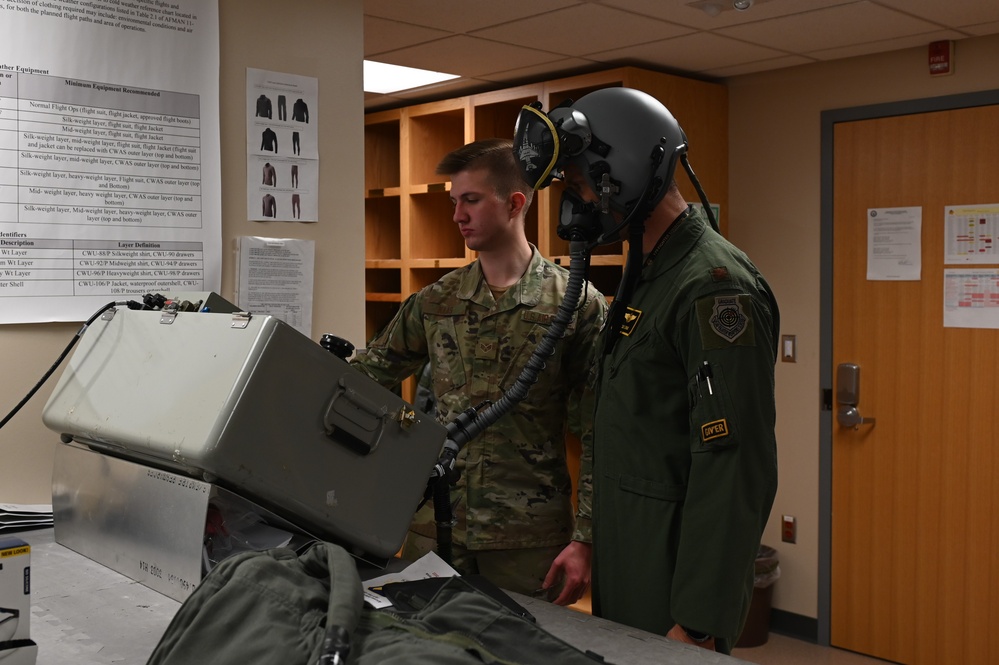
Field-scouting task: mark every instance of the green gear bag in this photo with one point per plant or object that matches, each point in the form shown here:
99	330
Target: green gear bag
279	607
267	607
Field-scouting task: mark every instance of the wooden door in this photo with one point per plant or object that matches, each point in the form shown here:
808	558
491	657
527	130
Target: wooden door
915	497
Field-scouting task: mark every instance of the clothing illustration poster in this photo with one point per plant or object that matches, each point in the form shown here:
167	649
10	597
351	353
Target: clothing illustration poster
282	150
110	177
276	277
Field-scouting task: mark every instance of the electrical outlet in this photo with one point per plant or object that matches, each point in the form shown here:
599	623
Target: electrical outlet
788	529
788	348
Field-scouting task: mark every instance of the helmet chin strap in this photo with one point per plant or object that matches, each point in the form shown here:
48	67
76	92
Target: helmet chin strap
635	221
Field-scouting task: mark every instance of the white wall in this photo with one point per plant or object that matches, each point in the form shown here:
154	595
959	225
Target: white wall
314	38
774	202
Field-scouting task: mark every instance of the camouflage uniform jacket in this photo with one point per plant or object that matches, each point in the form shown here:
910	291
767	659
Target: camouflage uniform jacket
515	490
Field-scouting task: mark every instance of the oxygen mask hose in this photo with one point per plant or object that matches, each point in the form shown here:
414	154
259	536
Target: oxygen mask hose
131	304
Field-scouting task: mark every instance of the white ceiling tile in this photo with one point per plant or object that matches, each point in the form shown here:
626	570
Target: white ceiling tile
####################
What the task requires –
Copy every item above word for word, but leave out the pictures.

Exercise answer –
Field-scouting task: mark every instance of the green gear bag in this photo with one point per plant or object that matches, each point in the form shown here:
99	330
Target: green gear bag
279	607
267	607
Field-scouting task: mark every instance of the wooden door in this photo with one point per plant or object that matches, each point in the form shown here:
808	558
491	657
527	130
Target: wooden door
915	497
Field-scouting task: mark every instance of the clothing illustration poster in this photo with one point per plant or object that matches, each point in the form shown here:
167	649
10	597
351	353
Target: clothing illustration poster
282	150
110	177
276	277
Field-scouting task: mark every instance of the electrical outlet in this photo with one point per plant or object that matches, each point in the form shown here:
599	623
Target: electrical outlet
788	529
788	348
Field-scouting task: mark every instance of the helmet chin strap in this photo with one point per plant or object that matches, each point in the form shown here:
48	67
76	92
Target: helmet chin strap
635	221
Field-scouting task: mark every instance of the white wall in this photo with one point per plant or object that matches, each point in the form shown here:
154	595
959	225
Target: white wall
314	38
774	202
Field-scouting task: mark every instance of the camouflage uniform jacket in this photo with one point per plant or object that matches, each point in the form shown here:
910	291
767	659
Target: camouflage uniform jacket
515	490
Field-scouting task: mark every instance of the oxygen mask hose in this photo with one point per plant or object that matches, each point in the form shown here:
414	154
259	536
Target: oxygen mask hose
131	304
Field-scouting task: mark every instance of the white ceiling tile in this photo with one point per plant or object that matches, each point in the form shown here:
626	570
Target: white ceiling tile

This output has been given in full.